> _TASK A_
In the passage about the Republican Party, which senator from Nebraska is described as fading away?
> _TASK B_
Output the portion of the passage about the Republican Party starting with "There are a" and going on through "ruthlessly kicked out.".
> _TASK C_
Pick up the passage about the Republican Party after its final sentence and continue it.

> _GIVEN PASSAGE_
◇ ◇ ◇

Whereas Buckley — save his venomous brushes with Vidal and with the ultra-conservatives such as Ayn Rand and Robert Welch and Welch’s John Birch Society — was always both generous and kind, the Party just got mean. Damned mean. And damned, despicably conniving, all the way to unfettered dishonest: The ends always justified the means. There just was no longer a place for honor. Rather, honor became weakness. If the “Southern strategy” — the highly deliberate play on Southern white bigotry — worked, that was all that mattered. And if that disingenuously cynical tactic worked, and if lying, brutal attacks on an opponent worked, well, so what? they worked. And if voter suppression and ballot-box manipulation further enhanced the margins of victory, so what? they worked. Power had become the end-all of all ends and means.
There are a few in the mold of the old-line Republicans who have not dived into the toxic pool of fetid slime that is the party today; Senators George Voinovich, Olympia Snowe, Susan Collins, Arlen Specter, and Representative Walter Jones, and Governors Charlie Crist and Schwarzenegger. The tragedy for the country is that they’re not just fading away like Nebraska’s Senator Chuck Hagel or Connecticut’s Representative Chris Shays, they’re being ruthlessly kicked out.

◇ ◇ ◇

> _EXCERPTED RECORDS_
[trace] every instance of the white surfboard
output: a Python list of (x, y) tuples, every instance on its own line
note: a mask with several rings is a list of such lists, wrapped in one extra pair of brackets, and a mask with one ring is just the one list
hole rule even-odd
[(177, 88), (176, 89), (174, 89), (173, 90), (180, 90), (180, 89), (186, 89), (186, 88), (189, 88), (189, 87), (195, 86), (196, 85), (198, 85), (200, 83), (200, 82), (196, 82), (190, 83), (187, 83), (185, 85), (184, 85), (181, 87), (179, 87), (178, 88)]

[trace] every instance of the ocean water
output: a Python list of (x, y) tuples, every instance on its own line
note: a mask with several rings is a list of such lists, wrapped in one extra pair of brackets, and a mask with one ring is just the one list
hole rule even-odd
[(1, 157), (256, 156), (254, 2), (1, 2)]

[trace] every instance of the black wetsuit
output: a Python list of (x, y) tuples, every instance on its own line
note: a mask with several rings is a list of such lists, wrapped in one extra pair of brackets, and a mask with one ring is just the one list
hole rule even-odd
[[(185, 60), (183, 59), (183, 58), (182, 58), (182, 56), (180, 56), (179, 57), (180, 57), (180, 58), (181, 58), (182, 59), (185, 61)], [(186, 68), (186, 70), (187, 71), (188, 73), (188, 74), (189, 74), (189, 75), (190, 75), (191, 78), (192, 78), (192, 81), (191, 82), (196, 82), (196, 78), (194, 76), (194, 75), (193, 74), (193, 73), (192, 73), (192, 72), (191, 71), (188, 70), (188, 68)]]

◇ ◇ ◇

> _ANSWER SECTION A_
Chuck Hagel

> _ANSWER SECTION B_
There are a few in the mold of the old-line Republicans who have not dived into the toxic pool of fetid slime that is the party today; Senators George Voinovich, Olympia Snowe, Susan Collins, Arlen Specter, and Representative Walter Jones, and Governors Charlie Crist and Schwarzenegger. The tragedy for the country is that they’re not just fading away like Nebraska’s Senator Chuck Hagel or Connecticut’s Representative Chris Shays, they’re being ruthlessly kicked out.

> _ANSWER SECTION C_
And they’re being kicked out, not so much by the party bosses as by the more and more narrow-minded Republican voters who long ago forsook any desire to see the success of this constitutional republic, as a constitutional republic, as a first guiding objective. No, Republican voters much preferred the malevolent anti-science, anti-intellectualism machinations and vitriolic sleaze of the ilk of Newt Gingrich, Tom “The Hammer” Delay, Dick Cheney, Karl Rove, George Bush, and of the virulently hate-filled empty heads of Sean and Rush and Ann and Laura.
It’s not only the party that has lost in the exchange, it’s the United States of America. I miss the Republican Party.